Passage to read:
•••

After breakfast, I get ten dollars’ worth of quarters and start the laundry. I sit out on a bench overlooking the grounds and watch the boys play shuffleboard. I call my mom to fill her in on our journey and she asks if there are just acres of pine trees as she remembers from her trips to Maine as a child. There are, I tell her.
“We used to make up poems to entertain ourselves on the drive and my poem was ‘Trees trees is all I sees.’ I still remember that one because trees were all we saw for miles and miles.”
I send a text of the boys playing shuffleboard to my friend Steve in Montana, another stay-at-home-dad, and the folks we were supposed to be camping with this weekend. “Live it up,” he tells me.
“Oh, I am”, by doing our laundry.
“I’m vacuuming,” he replies. “We still rock. Lesser men wouldn’t think of doing laundry on a Saturday, much less any day”.
It’s true, I think, and then settle back and watch the boys, now splashing around in the pool.

That evening I wander over to Mr. & Mrs. UPS’s (the husband is a driver for UPS) site to take them up on the wood offer and ask if there is a good place to get a local pizza. As I walk over someone asks me if I am Mr. Marshmellow, “I am,” I say. Mr. UPS tells me to take all the wood that I would like and the box of random woodworking scraps he has for kindling. He also invites us over for fried dough, which is Pillsbury pizza dough that you wrap around a stick and roast over hot coals. “We have some,” I say, and go onto explain that we learned about the dough on our last trip to Maine, only those folks called them doughboys and stuffed them with call kinds of chocolates. Mr. UPS offers us his powder sugar and cinnamon and sugar to use along with the wood. Then he goes a step further and invites us over to their campsite to roast our treats. Another neighbor goes off to her camper to get us a menu for the Palmyra Country Store so that we can order a pizza. The pizza is excellent, and it is nice not to have any dishes to wash. Not that I’ve been washing dishes on this trip; that role seems to have fallen to Erin, which is a switch, as I normally do them when we are home.

•••

Dataset extract:

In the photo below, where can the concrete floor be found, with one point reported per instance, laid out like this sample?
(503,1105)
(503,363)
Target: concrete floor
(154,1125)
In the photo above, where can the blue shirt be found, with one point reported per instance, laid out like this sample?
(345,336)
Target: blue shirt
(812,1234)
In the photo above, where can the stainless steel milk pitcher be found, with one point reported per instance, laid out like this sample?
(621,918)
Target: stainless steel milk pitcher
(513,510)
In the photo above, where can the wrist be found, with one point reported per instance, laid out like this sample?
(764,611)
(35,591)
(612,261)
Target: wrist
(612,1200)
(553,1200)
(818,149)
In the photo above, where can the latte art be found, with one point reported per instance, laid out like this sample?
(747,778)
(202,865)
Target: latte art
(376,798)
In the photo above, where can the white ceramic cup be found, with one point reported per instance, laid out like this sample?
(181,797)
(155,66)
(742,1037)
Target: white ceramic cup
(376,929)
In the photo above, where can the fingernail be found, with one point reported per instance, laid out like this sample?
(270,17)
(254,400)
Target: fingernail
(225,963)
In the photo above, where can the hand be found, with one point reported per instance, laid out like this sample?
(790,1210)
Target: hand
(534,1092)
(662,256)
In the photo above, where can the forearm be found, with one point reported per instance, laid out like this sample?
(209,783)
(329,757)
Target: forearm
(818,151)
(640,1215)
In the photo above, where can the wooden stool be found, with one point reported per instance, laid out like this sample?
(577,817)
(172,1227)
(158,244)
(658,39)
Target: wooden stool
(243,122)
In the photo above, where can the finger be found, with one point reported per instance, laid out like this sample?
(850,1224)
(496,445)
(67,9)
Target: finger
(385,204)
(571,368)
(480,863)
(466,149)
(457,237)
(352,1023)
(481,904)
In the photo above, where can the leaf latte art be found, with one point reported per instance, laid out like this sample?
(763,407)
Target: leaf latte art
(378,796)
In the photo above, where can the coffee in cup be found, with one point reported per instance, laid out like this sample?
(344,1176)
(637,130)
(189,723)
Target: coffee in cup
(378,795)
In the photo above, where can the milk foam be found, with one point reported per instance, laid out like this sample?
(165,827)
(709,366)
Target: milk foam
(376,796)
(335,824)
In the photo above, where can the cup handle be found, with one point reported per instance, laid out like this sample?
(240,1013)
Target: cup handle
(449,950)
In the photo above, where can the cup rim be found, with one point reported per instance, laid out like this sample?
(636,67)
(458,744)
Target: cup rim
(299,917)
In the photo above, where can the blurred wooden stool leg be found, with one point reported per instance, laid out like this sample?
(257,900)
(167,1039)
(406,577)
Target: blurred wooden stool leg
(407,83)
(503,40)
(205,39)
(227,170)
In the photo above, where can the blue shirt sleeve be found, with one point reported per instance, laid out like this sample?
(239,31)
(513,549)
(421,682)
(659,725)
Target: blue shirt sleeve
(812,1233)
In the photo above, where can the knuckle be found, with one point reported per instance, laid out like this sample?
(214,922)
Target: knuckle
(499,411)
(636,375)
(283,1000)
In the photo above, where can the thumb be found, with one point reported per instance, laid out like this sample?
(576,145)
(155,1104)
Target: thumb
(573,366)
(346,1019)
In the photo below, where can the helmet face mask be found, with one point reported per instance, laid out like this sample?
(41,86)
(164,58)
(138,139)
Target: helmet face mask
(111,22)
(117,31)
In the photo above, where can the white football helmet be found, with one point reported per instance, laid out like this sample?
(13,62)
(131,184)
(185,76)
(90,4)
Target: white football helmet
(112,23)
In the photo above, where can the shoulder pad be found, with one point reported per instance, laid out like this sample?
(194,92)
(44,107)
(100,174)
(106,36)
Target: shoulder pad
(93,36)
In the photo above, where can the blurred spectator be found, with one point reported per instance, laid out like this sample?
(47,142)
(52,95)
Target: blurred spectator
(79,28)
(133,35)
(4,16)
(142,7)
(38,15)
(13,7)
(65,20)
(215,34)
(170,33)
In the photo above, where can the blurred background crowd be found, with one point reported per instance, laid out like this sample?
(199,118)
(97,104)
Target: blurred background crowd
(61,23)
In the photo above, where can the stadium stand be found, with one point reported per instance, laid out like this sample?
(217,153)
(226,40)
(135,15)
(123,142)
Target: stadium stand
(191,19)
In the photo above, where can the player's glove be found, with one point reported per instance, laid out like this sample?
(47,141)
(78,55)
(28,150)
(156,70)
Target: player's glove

•••

Tasks to carry out:
A) According to the camping passage, why does the mother still remember her poem "Trees trees is all I sees"? Answer in one to three sentences.
B) Continue the camping passage from the last sentence shown.
The listing comes from a different source than the camping passage.

Answer set:
A) She still remembers it because trees were all the family saw for miles and miles on the drive.

B)
What-ifs and questions swirl in my mind. Should I be accepting these things from people we do not know? I don’t want to be rude and refusing these kind gestures goes against every fiber of my being. I settle with putting the two shakers on the picnic table and washing my hands. But it does not end there. Later when I go back over to return the menu and ask the best way to roast these treats, they offer me an adult beverage–that’s is easy to say no to as I no longer drink. They also give us larger sticks and their spray butter, and their pizza cutter. The sticks are extras and you can’t have fried dough without butter. The pizza cutter makes cutting the dough easier. They accompany me back to our campsite to give us instructions and we make small talk as the boys stuff marshmallows and chocolate into the doughboys. Oddly, though, we never ask for names. Perhaps it is just not important. What is important is the sense of community that has been established in the last twenty-four hours and Erin and my renewed sense that there are still kind people in the world despite what the news and the talking heads would have you believe. We can learn a lot from Mr. & Mrs. UPS about genuine and unabashed kindness.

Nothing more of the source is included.